## Start Passage given

# Moments

## Intution
Statistical moments are a concept not often discussed in MBA coursework in terms of moments. While we talk about means, variance, standard deviation, and sometimes covariance regularly, we don't often talk about what they mean.

The intuition behind statistical moments are that we have a collection of data, and we can identify certain patterns or specifics about the data by performing routine calculations.

https://stats.stackexchange.com/questions/132914/what-exactly-are-moments-how-are-they-derived

We have four moments we'll discuss: (1) Mean, (2) Variance, (3) Skewness, and (4) Kurtosis

### Mean
The mean is best describe as the "center of mass" off a distribution relative to 0.

### Variance
Variance just shows us how spread apart our distribution is relative to the mean. We'll also discuss Standard Deviation, Covariance, and Correlation.

### Skewness
Skewness shows us how things are distributed to the left or right of the mean.

### Kurtosis
Kurtosis is how to close to center is the distribution.

## Explanation
This part's going to be a bit long, since we need to describe the formulas for each moment. But let's start off with a **standard** formula and move forward from there.

We can standardize statistical moments with this general formula

$$
\frac{E[(X - \mu)^n]}{\sigma^n} = \tilde{\mu}_n
$$

Now, for the Mean, this will equal 0, and for variance, it will equal 1, but it serves as a general formula for higher dimension statistical moments.

### Mean
By "center of mass" we  mean center.

#### Expected Value Notation
$$
E[X]
$$

#### Summation Notation
$$
\frac{1}{N} \sum_{x=1}^Nx_i
$$

In [1]:
def mean(array):
    return sum(array) / len(array)

## End Passage given

[Required tasks]
1/ Name the four moments that the page on statistical moments says it will discuss.
2/ From the page on statistical moments, reproduce word for word the part that opens with the words containing "## Intution" and closes with "relative to 0.".
The entries after this point have nothing to do with the work here.

## Start Supplied data

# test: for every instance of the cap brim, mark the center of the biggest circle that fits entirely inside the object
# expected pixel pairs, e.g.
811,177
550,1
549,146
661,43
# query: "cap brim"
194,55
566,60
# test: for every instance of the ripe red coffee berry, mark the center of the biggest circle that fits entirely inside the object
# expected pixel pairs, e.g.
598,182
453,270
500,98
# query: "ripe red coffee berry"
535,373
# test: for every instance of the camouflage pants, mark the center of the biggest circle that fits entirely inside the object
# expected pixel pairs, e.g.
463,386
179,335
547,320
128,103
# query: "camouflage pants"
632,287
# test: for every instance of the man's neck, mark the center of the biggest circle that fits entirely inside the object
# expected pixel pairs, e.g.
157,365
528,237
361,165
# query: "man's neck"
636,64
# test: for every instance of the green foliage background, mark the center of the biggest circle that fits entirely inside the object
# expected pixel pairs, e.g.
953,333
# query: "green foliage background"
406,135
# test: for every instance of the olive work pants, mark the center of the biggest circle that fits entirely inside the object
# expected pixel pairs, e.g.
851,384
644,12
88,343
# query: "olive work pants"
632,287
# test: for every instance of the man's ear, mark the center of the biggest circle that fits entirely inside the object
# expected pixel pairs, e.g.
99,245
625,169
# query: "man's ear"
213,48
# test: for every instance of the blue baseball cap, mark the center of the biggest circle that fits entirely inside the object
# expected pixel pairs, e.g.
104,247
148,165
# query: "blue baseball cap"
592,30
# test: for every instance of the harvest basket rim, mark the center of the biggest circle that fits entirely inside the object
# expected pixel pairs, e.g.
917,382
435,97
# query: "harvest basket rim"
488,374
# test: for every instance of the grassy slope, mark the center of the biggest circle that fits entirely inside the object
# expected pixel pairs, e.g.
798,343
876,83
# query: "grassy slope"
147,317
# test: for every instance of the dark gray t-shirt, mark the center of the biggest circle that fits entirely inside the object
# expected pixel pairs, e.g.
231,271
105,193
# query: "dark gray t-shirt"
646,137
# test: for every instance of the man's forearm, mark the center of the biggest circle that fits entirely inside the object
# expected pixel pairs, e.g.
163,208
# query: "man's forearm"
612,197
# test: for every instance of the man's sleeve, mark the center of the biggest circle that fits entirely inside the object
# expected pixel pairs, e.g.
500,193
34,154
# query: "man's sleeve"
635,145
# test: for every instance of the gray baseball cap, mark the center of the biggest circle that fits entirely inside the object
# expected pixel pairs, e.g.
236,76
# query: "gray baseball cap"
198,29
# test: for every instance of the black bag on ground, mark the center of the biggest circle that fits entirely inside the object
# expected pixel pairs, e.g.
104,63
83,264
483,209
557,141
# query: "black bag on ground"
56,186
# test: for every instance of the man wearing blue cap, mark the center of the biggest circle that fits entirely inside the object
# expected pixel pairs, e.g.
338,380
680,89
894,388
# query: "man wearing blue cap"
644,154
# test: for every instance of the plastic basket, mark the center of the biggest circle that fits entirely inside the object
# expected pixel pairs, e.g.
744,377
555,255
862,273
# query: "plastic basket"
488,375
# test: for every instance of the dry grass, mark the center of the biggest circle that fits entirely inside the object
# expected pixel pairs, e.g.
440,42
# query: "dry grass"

## End Supplied data

[Solved tasks]
1/ Mean, Variance, Skewness, and Kurtosis

2/
## Intution
Statistical moments are a concept not often discussed in MBA coursework in terms of moments. While we talk about means, variance, standard deviation, and sometimes covariance regularly, we don't often talk about what they mean.

The intuition behind statistical moments are that we have a collection of data, and we can identify certain patterns or specifics about the data by performing routine calculations.

https://stats.stackexchange.com/questions/132914/what-exactly-are-moments-how-are-they-derived

We have four moments we'll discuss: (1) Mean, (2) Variance, (3) Skewness, and (4) Kurtosis

### Mean
The mean is best describe as the "center of mass" off a distribution relative to 0.